=== Text under study ===
GNU bug report logs - #75322
SAFE_ALLOCA assumed to root Lisp_Objects/SSDATA(string)

Previous Next

Package: emacs;

Reported by: Pip Cet <pipcet <at> protonmail.com>

Date: Fri, 3 Jan 2025 17:21:02 UTC

Severity: normal

Full log


Message #86 received at 75322 <at> debbugs.gnu.org (full text, mbox):

From: Eli Zaretskii <eliz <at> gnu.org>
To: Pip Cet <pipcet <at> protonmail.com>
Cc: gerd.moellmann <at> gmail.com, 75322 <at> debbugs.gnu.org
Subject: Re: bug#75322: SAFE_ALLOCA assumed to root Lisp_Objects/SSDATA(string)
Date: Sat, 04 Jan 2025 22:31:48 +0200
> Date: Sat, 04 Jan 2025 19:32:01 +0000
> From: Pip Cet <pipcet <at> protonmail.com>
> Cc: gerd.moellmann <at> gmail.com, 75322 <at> debbugs.gnu.org
> 
> > ENCODE_FILE can indeed trigger GC in rare cases, but I see only one
> > such call:
> >
> >   path = ENCODE_FILE (path);
> >
> > We could simply move this to before the loop that sets up new_argv[].
> 
> Fixing the current code for this super-rare case would be good, but my
> point was that we cannot prove the current code to be correct; it isn't,
> technically speaking, even though it's battle-worn.

I want to be pragmatic and solve practical problems in my life time.
Proving that the code is correct I leave to the next generation.

> >> >> Yes, make_environment_block does say its callers can't run GC, but
> >> >> call_process doesn't indicate when and how it establishes a no-GC
> >> >> assumption.
> >> >
> >> > What would be needed to indicate that?
> >>
> >> I'd prefer a pair of macros (no-ops in regular builds) to comments, but
> >> there is no obvious best solution here.
> >
> > Sorry, I don't understand: why macros?  Do we use something like that
> > anywhere else in Emacs?
> 
> How is it different from other easserts?  emacs_spawn has
> 
>   eassert (input_blocked_p ());

How do you eassert something that should not happen during some code
fragment?  If you have something specific in mind, do show the code.

> >> My proposal would be to remove most (ideally, all, and then we're done)
> >> no-GC assumptions, and put the few ones that must remain into separate
> >> function bodies for the no-GC / possible-GC cases.  Then we can put the
> >> no-GC function bodies into a separate section and prohibit references
> >> from no-GC to possible-GC functions, and have the linker check that.
> >
> > First, the techniques that rely on separate segments are non-portable,
> > so not all platforms will support them.  More importantly, I'm afraid
> 
> Absolutely, debug builds on the main platforms can, though.

But then important code that is #ifdef SOME-PLATFORM cannot be handled
like that, and we are back at square one, because users of "non-main
platforms" still report bugs and we try to investigate and fix them,
so we still need to be able to solve this when separate segments are
not available.

> > the amount of code where we currently don't expect GC is much more
> > than you seem to imagine, so I don't think the above is practical.
> 
> That's why I want to remove most non-GC assumptions first.  I gave up
> the last time I tried doing this, FWIW, for the reason you describe.
> 
> > In any case, the starting point is to audit all the places where GC
> > can happen, and that needs to be done anyway if we want to do it
> > thoroughly and proactively (as opposed to only when someone reports a
> > bug).

=== Data excerpts ===
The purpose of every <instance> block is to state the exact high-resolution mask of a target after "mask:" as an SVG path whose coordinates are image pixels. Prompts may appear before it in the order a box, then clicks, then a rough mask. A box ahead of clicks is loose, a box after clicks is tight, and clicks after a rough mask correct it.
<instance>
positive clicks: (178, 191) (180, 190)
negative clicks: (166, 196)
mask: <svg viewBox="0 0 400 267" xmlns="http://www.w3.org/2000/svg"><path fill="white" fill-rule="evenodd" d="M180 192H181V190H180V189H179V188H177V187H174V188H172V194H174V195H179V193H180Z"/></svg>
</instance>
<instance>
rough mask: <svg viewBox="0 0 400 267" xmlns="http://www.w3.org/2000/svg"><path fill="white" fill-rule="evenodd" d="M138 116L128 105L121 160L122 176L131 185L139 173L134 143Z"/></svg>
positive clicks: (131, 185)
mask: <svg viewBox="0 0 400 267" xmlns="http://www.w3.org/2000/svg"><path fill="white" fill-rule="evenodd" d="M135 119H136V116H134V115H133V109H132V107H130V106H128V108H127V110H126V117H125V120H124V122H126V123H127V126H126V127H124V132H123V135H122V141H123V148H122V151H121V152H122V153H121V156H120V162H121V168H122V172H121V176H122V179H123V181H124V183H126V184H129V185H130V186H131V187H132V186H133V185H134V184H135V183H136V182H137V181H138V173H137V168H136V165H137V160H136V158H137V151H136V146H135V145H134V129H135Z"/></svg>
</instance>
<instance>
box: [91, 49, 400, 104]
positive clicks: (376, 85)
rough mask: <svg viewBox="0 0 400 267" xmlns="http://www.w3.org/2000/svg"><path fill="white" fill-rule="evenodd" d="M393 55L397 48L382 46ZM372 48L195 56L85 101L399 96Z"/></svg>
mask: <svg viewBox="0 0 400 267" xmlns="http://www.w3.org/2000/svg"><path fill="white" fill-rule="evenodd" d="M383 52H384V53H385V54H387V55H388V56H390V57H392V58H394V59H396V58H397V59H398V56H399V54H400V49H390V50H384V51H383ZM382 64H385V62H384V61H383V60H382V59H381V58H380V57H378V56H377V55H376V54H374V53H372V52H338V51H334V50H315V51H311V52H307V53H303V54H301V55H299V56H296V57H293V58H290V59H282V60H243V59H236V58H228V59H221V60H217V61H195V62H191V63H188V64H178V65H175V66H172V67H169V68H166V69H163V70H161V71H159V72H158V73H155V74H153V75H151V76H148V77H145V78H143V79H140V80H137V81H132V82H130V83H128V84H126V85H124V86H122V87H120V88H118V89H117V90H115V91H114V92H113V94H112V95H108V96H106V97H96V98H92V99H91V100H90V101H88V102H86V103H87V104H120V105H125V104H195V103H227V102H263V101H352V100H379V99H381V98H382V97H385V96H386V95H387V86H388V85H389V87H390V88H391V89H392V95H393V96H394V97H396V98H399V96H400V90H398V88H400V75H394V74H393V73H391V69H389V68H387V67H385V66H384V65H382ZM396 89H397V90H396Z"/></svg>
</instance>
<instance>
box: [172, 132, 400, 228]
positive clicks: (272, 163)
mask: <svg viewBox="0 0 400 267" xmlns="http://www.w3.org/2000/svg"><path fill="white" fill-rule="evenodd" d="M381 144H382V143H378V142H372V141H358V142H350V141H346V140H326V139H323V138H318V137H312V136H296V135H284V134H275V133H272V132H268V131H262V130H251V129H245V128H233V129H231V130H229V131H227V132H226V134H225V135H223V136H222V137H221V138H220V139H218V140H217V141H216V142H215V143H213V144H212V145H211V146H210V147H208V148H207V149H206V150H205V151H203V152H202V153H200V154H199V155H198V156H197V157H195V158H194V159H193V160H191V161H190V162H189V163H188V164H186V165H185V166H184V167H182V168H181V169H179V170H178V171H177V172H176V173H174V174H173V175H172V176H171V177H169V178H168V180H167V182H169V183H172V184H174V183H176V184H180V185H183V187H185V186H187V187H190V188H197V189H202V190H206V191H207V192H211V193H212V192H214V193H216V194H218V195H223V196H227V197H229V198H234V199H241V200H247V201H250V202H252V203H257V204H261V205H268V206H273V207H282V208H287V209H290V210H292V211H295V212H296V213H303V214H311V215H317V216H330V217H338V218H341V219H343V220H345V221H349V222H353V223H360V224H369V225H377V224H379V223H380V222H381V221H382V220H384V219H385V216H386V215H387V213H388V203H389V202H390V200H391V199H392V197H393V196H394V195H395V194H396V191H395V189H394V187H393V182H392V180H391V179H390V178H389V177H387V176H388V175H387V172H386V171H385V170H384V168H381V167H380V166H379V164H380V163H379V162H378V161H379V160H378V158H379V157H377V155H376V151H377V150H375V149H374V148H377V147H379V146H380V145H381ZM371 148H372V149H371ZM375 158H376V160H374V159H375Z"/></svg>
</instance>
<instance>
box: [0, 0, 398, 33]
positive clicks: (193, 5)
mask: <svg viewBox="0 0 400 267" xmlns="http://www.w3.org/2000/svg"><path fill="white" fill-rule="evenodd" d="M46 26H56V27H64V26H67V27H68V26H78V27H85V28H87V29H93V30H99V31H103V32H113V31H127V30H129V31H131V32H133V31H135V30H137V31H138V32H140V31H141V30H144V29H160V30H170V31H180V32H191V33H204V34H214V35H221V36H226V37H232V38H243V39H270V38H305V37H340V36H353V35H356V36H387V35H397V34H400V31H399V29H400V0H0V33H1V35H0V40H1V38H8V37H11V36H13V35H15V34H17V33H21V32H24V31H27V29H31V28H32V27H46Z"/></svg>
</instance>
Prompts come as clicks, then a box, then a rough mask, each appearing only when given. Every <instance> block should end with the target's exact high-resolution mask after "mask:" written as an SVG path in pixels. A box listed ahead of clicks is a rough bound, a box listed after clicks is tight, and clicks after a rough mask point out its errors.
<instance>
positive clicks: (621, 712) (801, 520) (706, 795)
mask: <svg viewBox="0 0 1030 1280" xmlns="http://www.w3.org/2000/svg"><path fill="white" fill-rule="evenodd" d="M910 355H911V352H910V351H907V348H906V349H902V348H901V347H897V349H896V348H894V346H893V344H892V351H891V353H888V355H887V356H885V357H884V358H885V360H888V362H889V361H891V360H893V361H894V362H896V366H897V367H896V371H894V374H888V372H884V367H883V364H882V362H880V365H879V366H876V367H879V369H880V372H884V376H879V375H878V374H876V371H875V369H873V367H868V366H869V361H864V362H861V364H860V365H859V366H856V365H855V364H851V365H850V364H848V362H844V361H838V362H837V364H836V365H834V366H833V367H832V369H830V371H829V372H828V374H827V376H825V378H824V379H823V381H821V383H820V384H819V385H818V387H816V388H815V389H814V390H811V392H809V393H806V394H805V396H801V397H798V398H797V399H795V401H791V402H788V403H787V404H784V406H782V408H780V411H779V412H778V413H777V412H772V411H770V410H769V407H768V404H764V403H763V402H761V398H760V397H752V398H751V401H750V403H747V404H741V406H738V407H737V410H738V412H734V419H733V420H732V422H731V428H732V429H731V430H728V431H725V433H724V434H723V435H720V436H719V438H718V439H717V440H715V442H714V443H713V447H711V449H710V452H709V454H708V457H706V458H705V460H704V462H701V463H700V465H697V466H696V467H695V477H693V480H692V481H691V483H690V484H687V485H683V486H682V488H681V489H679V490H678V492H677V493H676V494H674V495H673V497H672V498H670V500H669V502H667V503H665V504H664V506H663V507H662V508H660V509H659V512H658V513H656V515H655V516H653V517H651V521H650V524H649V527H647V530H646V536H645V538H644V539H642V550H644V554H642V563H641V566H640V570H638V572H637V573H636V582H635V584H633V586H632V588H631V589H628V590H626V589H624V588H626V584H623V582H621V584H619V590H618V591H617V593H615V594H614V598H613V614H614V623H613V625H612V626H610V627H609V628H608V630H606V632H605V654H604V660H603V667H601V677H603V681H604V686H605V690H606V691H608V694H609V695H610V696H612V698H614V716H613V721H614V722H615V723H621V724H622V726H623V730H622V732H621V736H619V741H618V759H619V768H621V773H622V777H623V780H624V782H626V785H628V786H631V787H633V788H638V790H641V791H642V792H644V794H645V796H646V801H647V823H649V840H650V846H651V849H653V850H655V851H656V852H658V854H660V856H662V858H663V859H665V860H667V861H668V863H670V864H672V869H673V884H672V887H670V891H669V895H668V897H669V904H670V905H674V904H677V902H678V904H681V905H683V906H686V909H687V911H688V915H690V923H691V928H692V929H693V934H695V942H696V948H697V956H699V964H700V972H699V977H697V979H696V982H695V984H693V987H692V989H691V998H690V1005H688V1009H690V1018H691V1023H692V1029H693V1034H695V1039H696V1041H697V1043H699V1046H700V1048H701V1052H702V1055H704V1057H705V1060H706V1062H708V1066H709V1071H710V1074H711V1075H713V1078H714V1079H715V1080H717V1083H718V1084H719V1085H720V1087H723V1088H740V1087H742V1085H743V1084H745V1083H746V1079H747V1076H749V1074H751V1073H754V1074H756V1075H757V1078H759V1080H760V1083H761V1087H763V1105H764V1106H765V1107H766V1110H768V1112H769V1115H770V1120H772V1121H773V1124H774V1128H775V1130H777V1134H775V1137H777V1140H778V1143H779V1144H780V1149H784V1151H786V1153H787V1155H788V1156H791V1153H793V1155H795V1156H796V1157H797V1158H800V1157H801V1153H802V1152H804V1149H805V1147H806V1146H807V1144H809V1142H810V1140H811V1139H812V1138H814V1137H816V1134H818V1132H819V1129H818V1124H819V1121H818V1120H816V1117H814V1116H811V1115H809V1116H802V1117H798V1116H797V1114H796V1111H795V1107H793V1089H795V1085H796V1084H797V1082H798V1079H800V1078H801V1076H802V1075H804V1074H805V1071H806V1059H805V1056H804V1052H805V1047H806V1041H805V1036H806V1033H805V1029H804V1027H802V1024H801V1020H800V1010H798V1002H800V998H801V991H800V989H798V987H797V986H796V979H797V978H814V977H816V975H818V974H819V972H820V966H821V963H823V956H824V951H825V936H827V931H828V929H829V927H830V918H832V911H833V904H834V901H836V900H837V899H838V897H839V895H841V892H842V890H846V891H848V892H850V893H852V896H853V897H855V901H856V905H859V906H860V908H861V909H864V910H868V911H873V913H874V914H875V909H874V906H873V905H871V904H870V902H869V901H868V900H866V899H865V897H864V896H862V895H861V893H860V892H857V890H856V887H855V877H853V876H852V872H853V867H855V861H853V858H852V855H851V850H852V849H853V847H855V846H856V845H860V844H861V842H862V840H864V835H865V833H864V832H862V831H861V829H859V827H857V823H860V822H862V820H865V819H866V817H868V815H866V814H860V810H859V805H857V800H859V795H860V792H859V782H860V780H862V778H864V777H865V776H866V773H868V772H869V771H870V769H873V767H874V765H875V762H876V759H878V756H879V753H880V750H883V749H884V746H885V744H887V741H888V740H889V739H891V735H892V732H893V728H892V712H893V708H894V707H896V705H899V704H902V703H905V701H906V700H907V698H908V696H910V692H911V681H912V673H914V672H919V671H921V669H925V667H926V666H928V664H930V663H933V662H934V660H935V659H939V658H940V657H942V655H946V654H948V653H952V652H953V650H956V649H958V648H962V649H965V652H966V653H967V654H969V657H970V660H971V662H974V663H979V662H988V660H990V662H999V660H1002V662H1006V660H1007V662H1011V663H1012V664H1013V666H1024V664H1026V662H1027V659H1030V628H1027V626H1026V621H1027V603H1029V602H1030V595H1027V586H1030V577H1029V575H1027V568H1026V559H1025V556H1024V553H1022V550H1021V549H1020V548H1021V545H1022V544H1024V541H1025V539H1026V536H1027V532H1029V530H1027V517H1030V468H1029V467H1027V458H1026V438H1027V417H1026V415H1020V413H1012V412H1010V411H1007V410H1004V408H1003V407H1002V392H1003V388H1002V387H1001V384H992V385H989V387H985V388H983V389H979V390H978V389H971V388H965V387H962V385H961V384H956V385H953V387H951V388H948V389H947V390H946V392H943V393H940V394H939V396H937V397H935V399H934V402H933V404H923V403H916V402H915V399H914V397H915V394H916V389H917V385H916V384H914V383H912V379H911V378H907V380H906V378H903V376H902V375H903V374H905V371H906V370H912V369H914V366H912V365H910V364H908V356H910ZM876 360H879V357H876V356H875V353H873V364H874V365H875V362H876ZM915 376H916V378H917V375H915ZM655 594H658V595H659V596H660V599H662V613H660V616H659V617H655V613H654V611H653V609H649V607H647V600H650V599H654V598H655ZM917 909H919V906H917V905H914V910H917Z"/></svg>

=== Task instructions ===
Please carry on the Emacs bug-report thread about SAFE_ALLOCA above, picking up right after its last sentence.

=== Response to this exercise ===
> 
> I don't see how putting a few macros in while we're there could hurt :-)

We neither saw any macros yet nor have any idea how many of them will
be needed.  So I don't know why you think it's just a few macros.  We
are still discussing a tiny static function and haven't arrived at an
agreed and safe solution.  Let's be a bit more practical here, okay?

> > The safe thing is to re-initialize the pointer from the string
> > whenever we think GC could happen, and otherwise make sure GC cannot
> > happen.
> 
> For the old GC, yes.  For the new GC, the safe thing would be to ensure
> MPS has removed all memory barriers, take the arena lock, then call the
> syscall and return.  Or use xstrdup.

If this is indeed so (and I don't think it is), then we need to
discuss it very thoroughly, because it basically means we cannot do
anything with Lisp strings in C.  For example, the display iterator
has a member that is a Lisp string, which is used when we produce
glyphs for display from a string (such as a display property or an
overlay before/after string) -- what you say here basically means that
we cannot carry that string around, right?  If not, how is that
different?

> >> If a pointer to "old" data is ever exposed to Emacs, we lose, because
> >> MPS will reuse the memory for new data, which might be behind a barrier.
> >>
> >> If we ever do:
> >>
> >>    static Lisp_Object unmarked;
>       ^^^^^^
> >>    unmarked = string;
> >>    ... trigger GC here ...
> >>    puts (SDATA (unmarked);
> >>
> >> the most likely outcome (thanks to Gerd for the hint) is that
> >> nonsensical data is printed
> >
> > Are you sure?
> 
> With the static keyword, yes.  (Assuming we don't staticpro the static
> variable, of course).

What does static have to do with this?  What matters is the value, not
the storage.  The value comes from 'string', a different variable.  It
points to string data, and it's that string data that is of interest
to us in the above snippet.

> > The below is indeed unsafe:
> >
> >   char *p = SDATA (unmarked);
> >   ... trigger GC here ...
> >   puts (p);
> 
> Right now, that's safe for MPS, but not for the old GC, correct?

If GC moves string data, then it is not safe, period.  Does MPS move
string data?

> >> > To clarify, I was trying to understand whether the error message
> >> > reported by Ihor in another thread could have happened because of GC
> >> > in this are of the code.
> >>
> >> I currently think that Ihor's test case calls execve () with nonsensical
> >> "environment" strings a lot, and once in a while they'll even be behind
> >> the barrier which causes an EFAULT.
> >
> > Before we agree that this could be the reason, we'd need to find the
> > places where GC could reuse the memory of a live string, while that
> > string appears in some live data structure, and as long as no GC can
> > happen between the time we put the SDATA pointers into the environment
> > array and the time posix_spawn returns.
> 
> Calling igc_collect () right before the spawn results in corrupt data:

But the code doesn't call igc_collect, so how is this relevant?
Please see how I described the situation in the paragraph above.

> So the only mystery left is what causes GC to be called on current
> scratch/igc after the environment block has been created;

That's the _only_ mystery, and only if that in fact happens.  Someone
should explain how GC _can_ happen in that case on the igc branch.  If
you can, please do, and let's stop arguing about theoretical
possibilities.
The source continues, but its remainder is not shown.